### [STATED GOAL]
Would you set down every entry shown below, precisely as written?

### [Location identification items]

--------------------------------------------------

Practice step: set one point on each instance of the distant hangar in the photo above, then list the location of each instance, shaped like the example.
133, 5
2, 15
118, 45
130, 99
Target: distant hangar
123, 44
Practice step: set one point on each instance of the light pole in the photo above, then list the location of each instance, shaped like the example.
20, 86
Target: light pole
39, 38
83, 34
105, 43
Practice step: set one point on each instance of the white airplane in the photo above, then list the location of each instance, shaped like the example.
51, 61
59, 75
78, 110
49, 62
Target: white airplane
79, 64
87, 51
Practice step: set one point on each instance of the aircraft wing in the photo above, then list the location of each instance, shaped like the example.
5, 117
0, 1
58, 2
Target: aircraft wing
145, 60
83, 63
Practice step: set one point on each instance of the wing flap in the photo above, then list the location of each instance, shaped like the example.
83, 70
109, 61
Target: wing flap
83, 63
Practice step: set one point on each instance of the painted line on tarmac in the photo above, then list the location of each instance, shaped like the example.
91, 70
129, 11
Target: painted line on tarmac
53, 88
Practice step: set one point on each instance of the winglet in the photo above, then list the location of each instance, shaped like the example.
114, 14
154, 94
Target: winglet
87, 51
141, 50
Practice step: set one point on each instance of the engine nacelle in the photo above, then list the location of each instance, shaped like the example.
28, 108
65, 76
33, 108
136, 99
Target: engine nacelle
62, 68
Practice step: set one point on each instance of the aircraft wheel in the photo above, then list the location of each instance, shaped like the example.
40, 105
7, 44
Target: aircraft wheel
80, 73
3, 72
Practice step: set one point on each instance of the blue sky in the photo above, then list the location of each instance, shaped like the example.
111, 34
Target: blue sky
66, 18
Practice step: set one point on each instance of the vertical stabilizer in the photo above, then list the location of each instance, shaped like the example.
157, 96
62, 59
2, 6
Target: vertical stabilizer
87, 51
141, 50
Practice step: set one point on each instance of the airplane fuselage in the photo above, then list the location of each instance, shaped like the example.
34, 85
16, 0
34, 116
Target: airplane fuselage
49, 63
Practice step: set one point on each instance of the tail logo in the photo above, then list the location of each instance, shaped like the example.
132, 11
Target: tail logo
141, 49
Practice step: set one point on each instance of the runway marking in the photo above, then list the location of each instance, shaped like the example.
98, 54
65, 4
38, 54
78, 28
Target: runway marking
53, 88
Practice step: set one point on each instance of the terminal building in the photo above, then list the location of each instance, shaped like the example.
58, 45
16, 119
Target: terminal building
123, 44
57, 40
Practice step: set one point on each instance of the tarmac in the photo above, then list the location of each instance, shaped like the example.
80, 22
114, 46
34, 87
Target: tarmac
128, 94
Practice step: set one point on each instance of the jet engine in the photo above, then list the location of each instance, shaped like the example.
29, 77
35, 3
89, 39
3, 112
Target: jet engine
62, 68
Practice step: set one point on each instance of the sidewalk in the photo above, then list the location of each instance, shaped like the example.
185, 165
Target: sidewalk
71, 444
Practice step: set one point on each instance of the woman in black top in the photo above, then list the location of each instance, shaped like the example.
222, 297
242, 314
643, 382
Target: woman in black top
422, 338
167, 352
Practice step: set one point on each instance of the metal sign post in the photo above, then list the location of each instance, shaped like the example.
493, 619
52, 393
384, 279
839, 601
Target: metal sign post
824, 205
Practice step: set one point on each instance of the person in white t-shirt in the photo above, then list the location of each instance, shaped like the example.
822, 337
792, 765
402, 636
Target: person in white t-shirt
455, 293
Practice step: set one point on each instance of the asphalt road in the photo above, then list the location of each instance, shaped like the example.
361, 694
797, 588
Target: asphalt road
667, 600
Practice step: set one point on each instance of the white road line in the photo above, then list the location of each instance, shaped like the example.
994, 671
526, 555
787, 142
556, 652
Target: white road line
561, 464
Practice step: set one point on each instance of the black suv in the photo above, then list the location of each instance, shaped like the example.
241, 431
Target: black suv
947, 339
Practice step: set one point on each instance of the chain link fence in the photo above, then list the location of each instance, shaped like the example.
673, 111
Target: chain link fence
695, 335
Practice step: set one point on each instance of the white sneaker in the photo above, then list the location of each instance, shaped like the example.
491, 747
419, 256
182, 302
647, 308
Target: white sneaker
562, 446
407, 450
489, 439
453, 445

--------------------------------------------------

### [TASK OUTPUT]
Practice step: set one point on each instance of the distant hangar in the photo above, then list the location of each instance, shaped like the example.
133, 5
2, 15
118, 45
130, 99
Target: distant hangar
123, 44
Practice step: set one point on each instance of the light pole in the photo above, then list the location of each instance, shaped like the example.
20, 86
Target: light pole
39, 38
83, 34
105, 43
Practice step: set one point on each instance of the white airplane in the photo above, then list the location of each instance, shaped like the example.
51, 61
59, 75
78, 110
49, 62
Target: white airplane
79, 64
87, 51
Practice step: set one point on each instance of the aircraft wing in the photo above, then list the location of each instance, shaped like the example.
5, 117
0, 1
58, 2
Target: aircraft wing
145, 60
83, 63
Practice step: set one point on each instance of the wing flap in the photo above, then list the location of each instance, shaped like the example.
83, 70
109, 61
Target: wing flap
83, 63
Practice step: set one point on each instance of the painted line on tarmac in the photo above, then list the location of each instance, shaped like the example.
91, 70
129, 11
Target: painted line on tarmac
53, 88
Practice step: set one point on each instance of the winglet in the photo above, then list the location of each instance, shaped like the example.
114, 14
154, 94
Target: winglet
87, 51
141, 50
Practice step: set one point on each instance of the engine nacelle in the photo above, then list the location of each instance, shaped like the example.
28, 108
65, 76
33, 108
136, 99
Target: engine nacelle
62, 68
Practice step: set one point on each instance of the aircraft wheel in the photo above, then list the location of each instance, shaped like the example.
40, 105
7, 44
Target: aircraft wheel
80, 73
3, 72
Practice step: set one point on each instance of the blue sky in the photo above, then list the location of each instance, shaped like the example.
111, 34
Target: blue sky
66, 18
Practice step: set one point on each instance of the vertical stabilizer in the photo above, then list the location of each instance, shaped like the example.
157, 96
62, 59
2, 6
Target: vertical stabilizer
87, 51
141, 50
Practice step: set one point on each instance of the airplane fuselage in the photo above, then list the location of each instance, shaped like the example.
34, 85
16, 0
34, 116
Target: airplane fuselage
49, 63
Practice step: set one point on each instance of the tail logo in the photo above, then list the location of each instance, shaped like the example.
132, 11
Target: tail logo
141, 49
Practice step: set one point on each instance of the runway marking in the photo above, then list the location of each instance, shaped like the example.
98, 54
65, 4
38, 54
78, 28
Target: runway marking
53, 88
Practice step: set one point on each instance of the terminal building in the photo above, then list the location of each instance, shaped like the example.
58, 45
16, 119
Target: terminal building
123, 44
57, 40
Practice step: set one point on each instance of the tarmac in the photo above, then list the location of each instance, shaped like the example.
80, 22
114, 46
34, 87
Target: tarmac
128, 94
Practice step: set one point on each instance of the jet engine in the photo above, then list the location of each instance, shaped like the example.
29, 77
35, 3
89, 39
3, 112
Target: jet engine
62, 68
Practice step: set one point on each instance of the sidewalk in the photo above, then list the location of each instance, shaped like the example.
185, 165
Target: sidewalk
71, 444
Practice step: set one point on each instance of the woman in black top in the photo above, then list the location of each instance, shaped like the example.
222, 297
242, 314
643, 382
Target: woman in black top
422, 338
167, 352
Practice step: set one point on each instance of the metal sign post in the photo above, then list the location of each instance, shaped like the example.
493, 619
52, 393
384, 279
839, 601
Target: metal sign post
824, 205
Practice step: set one point on each instance of the person in white t-shirt in the photo above, then list the location of each instance, shaped like the example.
822, 337
792, 765
402, 636
Target: person in white t-shirt
455, 293
Practice step: set one point on each instance of the asphalt road in the photo above, then list the location of each instance, shaped like the example.
361, 694
797, 588
Target: asphalt road
667, 600
Practice step: set one point on each instance of the white road line in the photo above, then list the location of each instance, shaped like the example.
994, 671
526, 555
787, 142
556, 652
Target: white road line
561, 464
Practice step: set one point on each instance of the black suv in the photo above, then list the location of each instance, shaped like the example.
241, 431
Target: black suv
947, 339
Practice step: set one point on each instance of the chain link fence in the photo above, then list the location of each instance, shaped like the example.
673, 111
Target: chain link fence
695, 335
Practice step: set one point on each instance of the white sneaker in the photo above, then list the location of each instance, shaped like the example.
491, 747
419, 256
182, 302
647, 308
Target: white sneaker
562, 446
407, 450
489, 439
453, 445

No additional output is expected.